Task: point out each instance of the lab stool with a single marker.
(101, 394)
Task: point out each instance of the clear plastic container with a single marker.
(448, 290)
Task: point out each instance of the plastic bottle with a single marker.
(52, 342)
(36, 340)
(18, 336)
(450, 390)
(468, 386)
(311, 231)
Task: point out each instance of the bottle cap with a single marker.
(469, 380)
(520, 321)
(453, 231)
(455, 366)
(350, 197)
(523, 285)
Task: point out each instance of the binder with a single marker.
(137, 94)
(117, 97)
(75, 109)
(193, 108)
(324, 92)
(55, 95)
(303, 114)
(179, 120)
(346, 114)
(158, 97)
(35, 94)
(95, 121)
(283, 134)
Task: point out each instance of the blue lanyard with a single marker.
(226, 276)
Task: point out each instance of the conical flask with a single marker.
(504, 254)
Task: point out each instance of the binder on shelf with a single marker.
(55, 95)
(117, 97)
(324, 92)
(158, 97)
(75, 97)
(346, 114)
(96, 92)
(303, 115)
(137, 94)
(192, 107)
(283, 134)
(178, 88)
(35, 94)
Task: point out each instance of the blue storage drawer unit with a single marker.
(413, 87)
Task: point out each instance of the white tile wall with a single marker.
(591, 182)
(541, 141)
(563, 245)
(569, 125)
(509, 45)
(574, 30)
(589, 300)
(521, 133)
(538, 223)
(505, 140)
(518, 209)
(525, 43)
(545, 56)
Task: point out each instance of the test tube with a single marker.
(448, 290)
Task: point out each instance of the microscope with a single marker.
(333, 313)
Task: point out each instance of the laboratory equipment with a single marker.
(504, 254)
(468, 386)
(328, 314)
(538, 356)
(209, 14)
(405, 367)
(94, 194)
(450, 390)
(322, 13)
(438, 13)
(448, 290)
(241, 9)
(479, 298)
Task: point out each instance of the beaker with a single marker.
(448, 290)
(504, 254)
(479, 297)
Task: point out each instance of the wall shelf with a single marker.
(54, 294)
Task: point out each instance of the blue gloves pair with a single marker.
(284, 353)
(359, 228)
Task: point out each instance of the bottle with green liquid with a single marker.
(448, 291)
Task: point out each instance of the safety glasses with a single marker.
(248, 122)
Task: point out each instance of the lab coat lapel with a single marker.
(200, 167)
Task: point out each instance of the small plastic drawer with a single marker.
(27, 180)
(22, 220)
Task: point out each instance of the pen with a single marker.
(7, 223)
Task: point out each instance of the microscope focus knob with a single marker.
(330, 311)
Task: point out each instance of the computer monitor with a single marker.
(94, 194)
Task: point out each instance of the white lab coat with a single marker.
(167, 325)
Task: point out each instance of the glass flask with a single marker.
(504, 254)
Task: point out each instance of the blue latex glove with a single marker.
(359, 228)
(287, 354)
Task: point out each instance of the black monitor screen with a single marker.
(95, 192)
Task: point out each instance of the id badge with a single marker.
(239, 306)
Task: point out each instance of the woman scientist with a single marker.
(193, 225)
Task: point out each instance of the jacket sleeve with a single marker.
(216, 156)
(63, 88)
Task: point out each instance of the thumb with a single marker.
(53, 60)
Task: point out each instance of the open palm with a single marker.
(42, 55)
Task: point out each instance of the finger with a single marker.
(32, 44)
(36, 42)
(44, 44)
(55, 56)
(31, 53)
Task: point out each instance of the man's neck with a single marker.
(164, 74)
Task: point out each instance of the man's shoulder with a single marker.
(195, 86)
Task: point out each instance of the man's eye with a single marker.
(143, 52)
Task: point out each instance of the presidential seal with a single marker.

○ ○ ○ ○

Exercise: Revise the items from the line containing "Task: point out each instance of the jacket" through the end of the items above, replacing "open palm" with "outstretched palm" and keeping everything else the same. Give only that stretch.

Exercise solution:
Task: point out each instance of the jacket sleeve with a single marker.
(216, 156)
(63, 88)
Task: point out each instance of the thumb with a single marker.
(53, 60)
Task: point out each instance of the outstretched palm with a single marker.
(42, 55)
Task: point out each instance of the finger with a single marker.
(32, 44)
(36, 42)
(44, 44)
(55, 56)
(31, 53)
Task: point out each instance of the man's neck with a single marker.
(164, 74)
Task: point out each instance of the man's shoulder with a single marker.
(195, 86)
Task: point out each instance of the man's eye with a single marker.
(143, 52)
Task: point out each instance of the presidential seal with a single marker.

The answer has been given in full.